Exercise: Quote the lines of the records below, starting with the line containing "young man, shaped" and continuing through the end of the records.

Location identification entries
========================

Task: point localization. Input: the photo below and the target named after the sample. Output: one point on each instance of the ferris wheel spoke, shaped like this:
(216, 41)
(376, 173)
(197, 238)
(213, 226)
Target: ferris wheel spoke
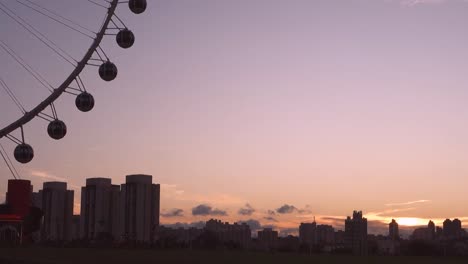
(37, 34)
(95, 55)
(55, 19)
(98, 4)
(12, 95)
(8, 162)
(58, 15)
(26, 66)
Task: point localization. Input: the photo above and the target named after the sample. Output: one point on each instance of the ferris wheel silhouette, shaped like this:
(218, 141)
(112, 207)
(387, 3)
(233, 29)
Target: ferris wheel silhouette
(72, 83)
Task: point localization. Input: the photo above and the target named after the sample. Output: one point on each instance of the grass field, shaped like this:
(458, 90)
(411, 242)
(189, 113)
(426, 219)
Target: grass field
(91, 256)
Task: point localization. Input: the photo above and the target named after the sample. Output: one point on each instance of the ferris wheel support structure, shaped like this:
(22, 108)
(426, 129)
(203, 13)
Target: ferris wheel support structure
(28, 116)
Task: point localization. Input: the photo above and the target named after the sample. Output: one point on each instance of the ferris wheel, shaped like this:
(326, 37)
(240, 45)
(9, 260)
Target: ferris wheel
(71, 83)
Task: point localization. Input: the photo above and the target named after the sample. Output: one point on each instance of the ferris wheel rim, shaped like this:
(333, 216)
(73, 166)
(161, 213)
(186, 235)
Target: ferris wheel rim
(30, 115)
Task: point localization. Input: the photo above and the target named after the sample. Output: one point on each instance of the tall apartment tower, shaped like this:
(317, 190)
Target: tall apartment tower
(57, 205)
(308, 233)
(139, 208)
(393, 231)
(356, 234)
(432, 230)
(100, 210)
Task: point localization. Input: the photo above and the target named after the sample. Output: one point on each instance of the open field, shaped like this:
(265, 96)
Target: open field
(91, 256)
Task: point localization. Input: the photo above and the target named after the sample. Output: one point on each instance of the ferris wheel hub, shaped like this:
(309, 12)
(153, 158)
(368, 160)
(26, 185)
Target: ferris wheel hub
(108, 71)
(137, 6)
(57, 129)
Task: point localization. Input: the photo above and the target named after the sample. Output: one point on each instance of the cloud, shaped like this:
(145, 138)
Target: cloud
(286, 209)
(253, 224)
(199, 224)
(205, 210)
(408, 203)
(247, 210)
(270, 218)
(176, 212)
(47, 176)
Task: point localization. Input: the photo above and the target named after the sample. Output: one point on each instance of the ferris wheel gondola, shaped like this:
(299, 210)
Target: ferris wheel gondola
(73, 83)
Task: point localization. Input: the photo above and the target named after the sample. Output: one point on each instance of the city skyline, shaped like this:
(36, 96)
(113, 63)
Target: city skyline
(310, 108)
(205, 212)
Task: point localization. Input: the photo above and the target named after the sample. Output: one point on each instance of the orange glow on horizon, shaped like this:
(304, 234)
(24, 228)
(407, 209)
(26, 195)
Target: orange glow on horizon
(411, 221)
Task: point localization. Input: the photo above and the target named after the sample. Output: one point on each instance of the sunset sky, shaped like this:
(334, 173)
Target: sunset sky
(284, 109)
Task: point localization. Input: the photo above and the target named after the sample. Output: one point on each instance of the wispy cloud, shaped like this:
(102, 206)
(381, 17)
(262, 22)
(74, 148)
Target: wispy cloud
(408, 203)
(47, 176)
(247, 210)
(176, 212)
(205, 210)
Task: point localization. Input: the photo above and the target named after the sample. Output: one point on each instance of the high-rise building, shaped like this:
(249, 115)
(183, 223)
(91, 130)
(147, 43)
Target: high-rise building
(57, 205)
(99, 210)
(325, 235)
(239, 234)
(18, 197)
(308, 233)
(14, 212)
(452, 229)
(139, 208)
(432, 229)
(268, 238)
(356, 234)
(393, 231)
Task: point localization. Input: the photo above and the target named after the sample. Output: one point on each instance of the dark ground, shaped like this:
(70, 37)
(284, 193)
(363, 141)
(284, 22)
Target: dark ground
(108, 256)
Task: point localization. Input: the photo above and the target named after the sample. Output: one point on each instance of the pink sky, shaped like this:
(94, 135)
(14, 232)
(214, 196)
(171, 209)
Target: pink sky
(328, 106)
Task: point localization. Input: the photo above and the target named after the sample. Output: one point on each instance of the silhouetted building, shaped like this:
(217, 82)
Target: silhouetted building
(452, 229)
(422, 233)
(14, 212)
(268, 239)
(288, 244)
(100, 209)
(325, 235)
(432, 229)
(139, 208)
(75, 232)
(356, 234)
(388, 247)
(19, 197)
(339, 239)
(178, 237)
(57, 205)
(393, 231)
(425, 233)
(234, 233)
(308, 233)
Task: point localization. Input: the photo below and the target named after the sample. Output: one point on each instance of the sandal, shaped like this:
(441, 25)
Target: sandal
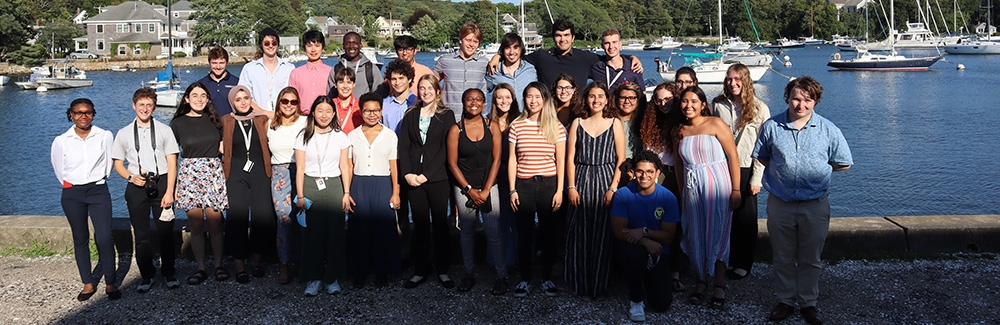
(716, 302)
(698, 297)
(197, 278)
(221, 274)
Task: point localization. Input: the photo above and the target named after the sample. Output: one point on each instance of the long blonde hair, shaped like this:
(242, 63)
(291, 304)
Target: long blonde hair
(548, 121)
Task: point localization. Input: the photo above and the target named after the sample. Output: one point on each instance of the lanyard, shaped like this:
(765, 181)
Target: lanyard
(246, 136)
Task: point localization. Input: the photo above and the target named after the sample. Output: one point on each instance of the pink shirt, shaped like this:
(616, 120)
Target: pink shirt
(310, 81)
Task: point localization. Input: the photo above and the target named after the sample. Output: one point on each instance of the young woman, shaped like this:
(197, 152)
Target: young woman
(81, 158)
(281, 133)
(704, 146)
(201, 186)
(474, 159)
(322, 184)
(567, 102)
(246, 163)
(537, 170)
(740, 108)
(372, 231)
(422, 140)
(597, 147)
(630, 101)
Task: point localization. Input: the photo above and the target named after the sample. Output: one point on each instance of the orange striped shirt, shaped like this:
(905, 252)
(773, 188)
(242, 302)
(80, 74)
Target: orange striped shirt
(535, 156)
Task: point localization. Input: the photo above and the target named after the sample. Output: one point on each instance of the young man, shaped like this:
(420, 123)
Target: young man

========================

Written solution:
Task: point localization. Input: the photo above and the target named after the sample. Output: one point on each instance of the young man, shaped like this:
(420, 123)
Target: young man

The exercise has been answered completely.